::: GETOONDE TEKST :::

Fruittelers in het Hageland boren nieuwe afzetmarkten aan

perenDoor de verlenging van het Russische invoerverbod op appels en peren blijven de fruittelers in het Hageland met kopzorgen zitten. Maar het is niet al kommer en kwel. De boycot maakt dat de telers gedwongen andere afzetmarkten voor hun fruit aanboren.

“Als Rusland ons fruit niet meer importeert, stevenen de meeste telers in het Hageland af op een faillissement.” Dat was de teneur na het invoerverbod van 7 augustus 2014. De telers vreesden vorige zomer nog het ergste maar de gevolgen voor de appel- en perenexport zijn met een daling rond twintig procent beperkter dan gevreesd.

Dat de boycot niet leidde tot een catastrofe is het gevolg van twee evoluties: een toename van de perenconsumptie in veel Europese landen en een verschuiving in de export. Tachtig procent van de peren uit het Hageland wordt naar het buitenland geëxporteerd. Zestig procent daarvan was voor Rusland bestemd. De fruittelers moesten op zoek naar nieuwe afzetmarkten om hun exportverlies deels goed te maken.

:::

→ OPDRACHTEN:
a. Hoeveel procent van de peren uit het Hageland gaat volgens de tekst over de Hagelandse fruittelers naar het buitenland?
b. Zet de tekst over de fruittelers in het Hageland voort, te beginnen na de laatste zin.

::: GETOONDE GEGEVENS :::

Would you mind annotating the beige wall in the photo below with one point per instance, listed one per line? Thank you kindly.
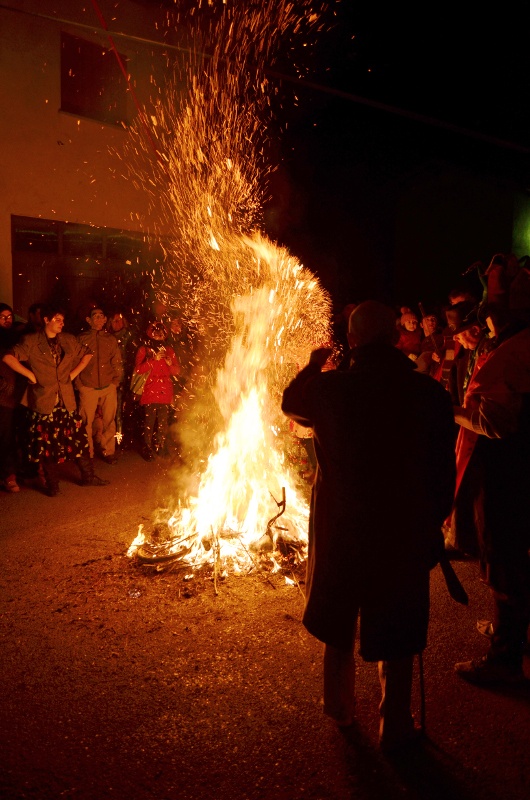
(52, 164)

:::
::: GETOONDE GEGEVENS :::

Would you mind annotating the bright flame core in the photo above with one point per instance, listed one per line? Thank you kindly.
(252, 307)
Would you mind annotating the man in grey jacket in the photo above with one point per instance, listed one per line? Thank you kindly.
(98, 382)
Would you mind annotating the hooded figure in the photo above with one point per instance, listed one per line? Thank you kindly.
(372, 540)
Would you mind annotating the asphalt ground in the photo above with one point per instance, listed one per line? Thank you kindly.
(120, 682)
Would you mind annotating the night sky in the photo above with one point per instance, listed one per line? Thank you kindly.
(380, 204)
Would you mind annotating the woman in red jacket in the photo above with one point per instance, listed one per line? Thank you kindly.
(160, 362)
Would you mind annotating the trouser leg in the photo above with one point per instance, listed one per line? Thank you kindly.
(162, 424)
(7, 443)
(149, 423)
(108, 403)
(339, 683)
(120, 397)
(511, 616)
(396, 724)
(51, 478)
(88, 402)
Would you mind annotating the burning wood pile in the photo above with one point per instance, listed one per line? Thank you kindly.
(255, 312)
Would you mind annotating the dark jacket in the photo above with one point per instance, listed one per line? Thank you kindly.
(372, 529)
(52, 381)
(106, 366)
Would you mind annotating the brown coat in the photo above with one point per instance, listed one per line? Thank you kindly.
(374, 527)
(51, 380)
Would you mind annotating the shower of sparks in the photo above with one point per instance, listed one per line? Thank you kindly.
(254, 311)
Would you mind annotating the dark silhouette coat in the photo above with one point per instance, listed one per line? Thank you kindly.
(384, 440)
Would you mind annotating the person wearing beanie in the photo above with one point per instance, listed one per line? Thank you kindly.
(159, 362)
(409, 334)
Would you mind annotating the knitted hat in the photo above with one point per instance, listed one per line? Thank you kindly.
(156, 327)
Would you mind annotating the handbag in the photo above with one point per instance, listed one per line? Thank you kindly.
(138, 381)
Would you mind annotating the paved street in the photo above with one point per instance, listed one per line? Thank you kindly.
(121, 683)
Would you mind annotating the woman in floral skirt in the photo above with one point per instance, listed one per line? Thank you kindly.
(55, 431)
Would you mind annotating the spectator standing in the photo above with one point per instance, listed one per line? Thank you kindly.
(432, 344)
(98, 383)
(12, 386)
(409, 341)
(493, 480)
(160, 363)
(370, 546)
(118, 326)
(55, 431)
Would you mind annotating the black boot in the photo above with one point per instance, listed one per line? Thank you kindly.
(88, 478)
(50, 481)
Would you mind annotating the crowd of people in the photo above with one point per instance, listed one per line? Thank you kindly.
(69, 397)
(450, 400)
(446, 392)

:::
::: GETOONDE GEGEVENS :::

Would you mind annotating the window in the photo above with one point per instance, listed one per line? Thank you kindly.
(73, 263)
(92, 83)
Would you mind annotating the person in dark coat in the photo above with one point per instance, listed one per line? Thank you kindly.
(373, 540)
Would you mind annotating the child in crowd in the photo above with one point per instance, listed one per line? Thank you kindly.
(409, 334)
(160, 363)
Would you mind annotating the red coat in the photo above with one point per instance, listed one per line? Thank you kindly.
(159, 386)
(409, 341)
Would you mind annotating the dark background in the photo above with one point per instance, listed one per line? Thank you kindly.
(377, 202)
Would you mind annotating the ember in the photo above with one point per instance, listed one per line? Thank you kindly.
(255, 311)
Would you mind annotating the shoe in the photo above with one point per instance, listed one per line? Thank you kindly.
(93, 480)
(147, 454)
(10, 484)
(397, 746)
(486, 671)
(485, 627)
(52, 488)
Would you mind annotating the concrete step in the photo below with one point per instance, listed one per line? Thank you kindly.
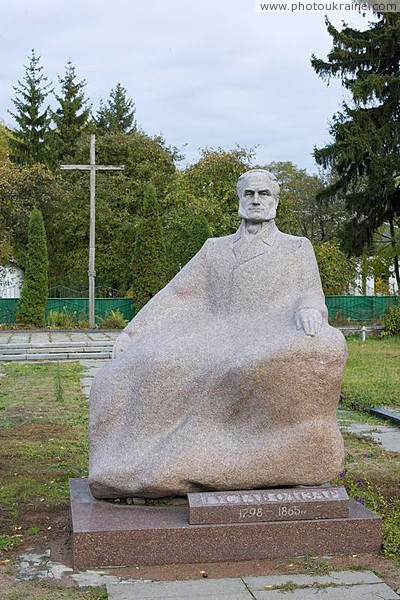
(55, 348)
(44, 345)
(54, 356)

:::

→ ANTWOORDEN:
a. Tachtig procent.

b.
Een van de nieuwe exportbestemmingen is China. De Belgische Fruitveiling, met vestigingen in Glabbeek en Zoutleeuw, boorde als eerste de Chinese markt aan. Andere groeimarkten zijn Wit-Rusland, Canada, Brazilië en West-Europese landen als Spanje, Frankrijk, Duitsland, Scandinavië en Engeland. De zoektocht gaat onverminderd voort, zeker nu het Russische invoerverbod verlengd werd tot augustus 2016.

De appel- en perenboeren leden volgens de Boerenbond het voorbije jaar een omzetverlies van twintig procent. Aanvankelijk was een verlies van 35 procent ingecalculeerd. Maar bovenop het uiteindelijk verlies van ruim tien procent van de afzetmarkt (niet geoogst of uit de markt genomen) kwam de prijsdaling. Voor de populaire conférencepeer werd op de veiling een daling van 24 procent genoteerd. Veel jonge telers in het Hageland kunnen hun hoge investeringskosten daardoor moeilijker terugbetalen.